= Directions for this task =
All lines up to and including the one that contains "Spot gray rock in this frame." are to be transcribed exactly, starting from the first line of the records.

==========

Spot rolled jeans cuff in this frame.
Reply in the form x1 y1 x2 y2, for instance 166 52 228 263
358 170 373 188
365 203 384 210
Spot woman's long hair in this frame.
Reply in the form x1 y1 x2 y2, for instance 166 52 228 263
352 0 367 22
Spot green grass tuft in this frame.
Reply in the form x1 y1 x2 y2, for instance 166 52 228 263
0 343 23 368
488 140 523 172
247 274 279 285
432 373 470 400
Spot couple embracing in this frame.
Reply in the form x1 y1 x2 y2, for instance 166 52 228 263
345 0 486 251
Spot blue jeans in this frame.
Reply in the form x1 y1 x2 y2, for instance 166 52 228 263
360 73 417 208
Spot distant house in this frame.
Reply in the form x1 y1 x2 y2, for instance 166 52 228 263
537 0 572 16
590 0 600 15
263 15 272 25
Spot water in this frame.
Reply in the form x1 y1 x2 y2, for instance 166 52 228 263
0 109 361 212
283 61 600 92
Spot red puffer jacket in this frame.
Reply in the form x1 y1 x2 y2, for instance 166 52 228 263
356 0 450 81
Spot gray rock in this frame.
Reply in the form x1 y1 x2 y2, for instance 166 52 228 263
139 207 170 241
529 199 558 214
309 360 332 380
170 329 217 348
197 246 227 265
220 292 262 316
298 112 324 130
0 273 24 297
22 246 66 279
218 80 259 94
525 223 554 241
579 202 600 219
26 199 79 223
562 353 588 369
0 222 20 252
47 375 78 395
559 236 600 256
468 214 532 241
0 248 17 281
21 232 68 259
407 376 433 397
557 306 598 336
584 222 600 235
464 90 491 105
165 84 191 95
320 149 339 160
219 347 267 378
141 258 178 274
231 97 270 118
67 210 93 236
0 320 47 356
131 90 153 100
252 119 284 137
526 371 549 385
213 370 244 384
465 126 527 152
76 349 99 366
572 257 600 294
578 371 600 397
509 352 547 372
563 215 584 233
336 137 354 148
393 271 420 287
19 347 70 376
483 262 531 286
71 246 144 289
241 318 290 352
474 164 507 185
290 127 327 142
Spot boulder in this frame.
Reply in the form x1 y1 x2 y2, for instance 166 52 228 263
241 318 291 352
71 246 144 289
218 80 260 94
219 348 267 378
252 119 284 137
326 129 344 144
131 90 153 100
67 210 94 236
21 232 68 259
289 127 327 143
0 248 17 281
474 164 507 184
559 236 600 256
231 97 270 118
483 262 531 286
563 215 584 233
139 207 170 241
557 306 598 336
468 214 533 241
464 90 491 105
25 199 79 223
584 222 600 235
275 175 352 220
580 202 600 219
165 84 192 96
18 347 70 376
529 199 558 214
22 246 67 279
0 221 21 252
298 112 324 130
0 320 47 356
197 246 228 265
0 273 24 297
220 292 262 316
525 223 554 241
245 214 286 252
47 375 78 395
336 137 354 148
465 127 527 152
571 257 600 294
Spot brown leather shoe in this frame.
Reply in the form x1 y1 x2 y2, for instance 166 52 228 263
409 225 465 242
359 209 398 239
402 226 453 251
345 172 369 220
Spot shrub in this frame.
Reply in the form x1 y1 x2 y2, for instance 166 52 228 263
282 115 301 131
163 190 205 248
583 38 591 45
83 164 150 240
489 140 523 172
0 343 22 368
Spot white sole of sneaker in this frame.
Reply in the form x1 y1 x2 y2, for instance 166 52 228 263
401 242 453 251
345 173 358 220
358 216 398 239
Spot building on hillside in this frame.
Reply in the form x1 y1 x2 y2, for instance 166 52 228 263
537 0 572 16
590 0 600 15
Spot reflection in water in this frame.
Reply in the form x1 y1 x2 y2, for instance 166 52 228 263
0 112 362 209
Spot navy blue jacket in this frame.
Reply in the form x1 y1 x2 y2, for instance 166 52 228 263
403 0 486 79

==========

= Reply to the exercise =
Spot rolled jeans cuff in this frame.
Reply in the form x1 y1 x2 y2, for instance 166 52 228 263
358 170 373 188
365 203 384 210
Spot woman's long hair in this frame.
Reply in the form x1 y1 x2 y2, for instance 166 52 228 263
352 0 367 22
Spot green grass tuft in this frame.
Reply in the form x1 y1 x2 y2, for instance 166 52 228 263
0 343 23 368
488 140 523 172
247 274 279 285
432 373 470 400
Spot couple embracing in this frame.
Reply in the form x1 y1 x2 y2, for instance 166 52 228 263
345 0 486 251
Spot blue jeans in this frame.
Reply in the form x1 y1 x2 y2, for instance 166 52 228 263
360 73 417 208
Spot distant house in this frame.
Reply in the form x1 y1 x2 y2, for instance 166 52 228 263
537 0 572 16
590 0 600 15
263 15 272 25
Spot water in this frame.
Reply in the form x1 y1 x2 y2, for instance 166 52 228 263
0 109 361 212
283 61 600 92
Spot red puffer jacket in this frame.
Reply in the form x1 y1 x2 y2, for instance 166 52 228 263
356 0 450 81
Spot gray rock in this frame.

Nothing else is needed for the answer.